[Entries from a pointing dataset]
<<<<

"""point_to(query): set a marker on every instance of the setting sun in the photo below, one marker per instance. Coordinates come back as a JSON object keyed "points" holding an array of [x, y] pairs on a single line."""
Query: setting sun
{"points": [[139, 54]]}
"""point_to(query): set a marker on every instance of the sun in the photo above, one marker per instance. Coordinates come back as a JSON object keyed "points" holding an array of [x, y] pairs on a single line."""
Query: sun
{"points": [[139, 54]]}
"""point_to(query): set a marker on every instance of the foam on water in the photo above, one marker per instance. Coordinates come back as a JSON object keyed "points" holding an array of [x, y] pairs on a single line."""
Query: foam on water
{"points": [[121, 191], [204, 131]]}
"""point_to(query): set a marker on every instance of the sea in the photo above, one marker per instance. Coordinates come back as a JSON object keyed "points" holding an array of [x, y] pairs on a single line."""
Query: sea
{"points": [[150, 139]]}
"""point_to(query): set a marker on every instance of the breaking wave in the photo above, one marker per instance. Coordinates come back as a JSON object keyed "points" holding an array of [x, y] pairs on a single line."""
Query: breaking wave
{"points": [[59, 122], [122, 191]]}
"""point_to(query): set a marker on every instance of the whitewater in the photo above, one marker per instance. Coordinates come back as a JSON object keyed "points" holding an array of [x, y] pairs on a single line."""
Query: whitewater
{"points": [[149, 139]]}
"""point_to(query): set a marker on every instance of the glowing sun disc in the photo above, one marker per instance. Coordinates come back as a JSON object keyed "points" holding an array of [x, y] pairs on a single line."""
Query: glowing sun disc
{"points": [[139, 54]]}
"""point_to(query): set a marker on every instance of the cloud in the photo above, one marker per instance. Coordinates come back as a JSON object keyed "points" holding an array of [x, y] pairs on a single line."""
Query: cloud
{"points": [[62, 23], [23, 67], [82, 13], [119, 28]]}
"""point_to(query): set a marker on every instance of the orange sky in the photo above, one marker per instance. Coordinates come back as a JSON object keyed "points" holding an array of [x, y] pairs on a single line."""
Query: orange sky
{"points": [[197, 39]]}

>>>>

- [SHORT PROBLEM] Beginning at the line that holds "of the cloud", write out word for word each line through the end of the records.

- [OUTPUT BELOW]
"""point_to(query): set a marker on every instance of the cloud in the photo above, one marker per instance. Coordinates come back as a JSON object keyed "points" holding an array of [x, y] pairs on a single line."""
Query: cloud
{"points": [[62, 23], [23, 67], [82, 13], [119, 28]]}
"""point_to(query): set a marker on every instance of the orange sky in the photo above, one marker per instance. Coordinates come back as a JSON object keyed "points" holding an array of [x, y] pairs on a single line."""
Query: orange sky
{"points": [[197, 39]]}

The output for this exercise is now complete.